----- Supplied data

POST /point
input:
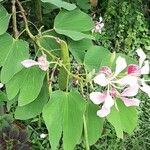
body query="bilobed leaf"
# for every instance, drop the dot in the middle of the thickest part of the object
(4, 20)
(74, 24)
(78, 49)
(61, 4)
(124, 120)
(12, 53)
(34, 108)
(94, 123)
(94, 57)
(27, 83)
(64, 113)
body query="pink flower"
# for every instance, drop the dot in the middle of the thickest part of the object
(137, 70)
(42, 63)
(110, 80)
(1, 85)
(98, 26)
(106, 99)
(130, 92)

----------
----- Supplied data

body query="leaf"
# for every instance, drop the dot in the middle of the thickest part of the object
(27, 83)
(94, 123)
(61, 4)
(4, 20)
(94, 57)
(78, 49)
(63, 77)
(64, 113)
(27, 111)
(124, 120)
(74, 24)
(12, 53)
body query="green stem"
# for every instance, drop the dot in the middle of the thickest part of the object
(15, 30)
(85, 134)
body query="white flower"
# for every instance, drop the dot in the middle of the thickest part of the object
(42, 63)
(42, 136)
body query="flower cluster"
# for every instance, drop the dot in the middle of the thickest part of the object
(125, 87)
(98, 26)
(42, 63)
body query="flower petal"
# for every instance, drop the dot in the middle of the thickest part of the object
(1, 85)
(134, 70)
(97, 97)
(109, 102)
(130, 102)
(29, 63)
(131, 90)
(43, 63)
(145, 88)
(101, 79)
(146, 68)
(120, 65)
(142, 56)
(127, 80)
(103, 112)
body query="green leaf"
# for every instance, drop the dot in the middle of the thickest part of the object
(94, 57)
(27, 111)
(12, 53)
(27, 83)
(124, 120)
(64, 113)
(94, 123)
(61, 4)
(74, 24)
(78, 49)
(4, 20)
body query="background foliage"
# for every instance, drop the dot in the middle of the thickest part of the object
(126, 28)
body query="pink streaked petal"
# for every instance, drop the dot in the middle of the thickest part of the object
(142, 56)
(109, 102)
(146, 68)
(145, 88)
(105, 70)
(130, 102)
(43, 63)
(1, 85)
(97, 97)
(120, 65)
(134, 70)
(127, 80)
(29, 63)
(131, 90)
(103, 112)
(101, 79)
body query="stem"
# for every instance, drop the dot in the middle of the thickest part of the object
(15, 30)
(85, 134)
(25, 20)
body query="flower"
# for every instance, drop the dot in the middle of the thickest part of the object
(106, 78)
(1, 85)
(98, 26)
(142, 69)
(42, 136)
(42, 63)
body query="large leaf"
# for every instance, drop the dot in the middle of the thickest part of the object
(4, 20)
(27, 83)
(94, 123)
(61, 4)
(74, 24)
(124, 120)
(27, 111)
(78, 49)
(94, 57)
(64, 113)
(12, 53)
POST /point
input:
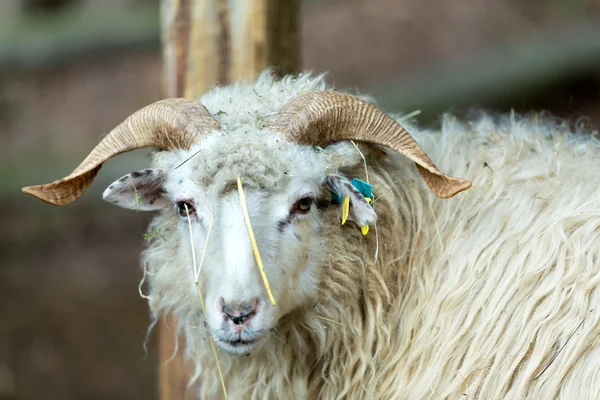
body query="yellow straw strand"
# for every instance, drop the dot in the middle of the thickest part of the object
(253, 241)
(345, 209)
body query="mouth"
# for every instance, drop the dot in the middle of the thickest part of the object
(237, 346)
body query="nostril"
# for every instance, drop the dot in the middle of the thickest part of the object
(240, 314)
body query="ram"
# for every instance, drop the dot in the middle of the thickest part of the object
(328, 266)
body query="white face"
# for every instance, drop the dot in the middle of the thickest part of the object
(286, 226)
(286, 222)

----------

Work to complete
Gather each line of the listing that contains the string "flower".

Exercise result
body query="pink flower"
body query="white flower"
body query="flower cluster"
body query="flower petal"
body query="flower"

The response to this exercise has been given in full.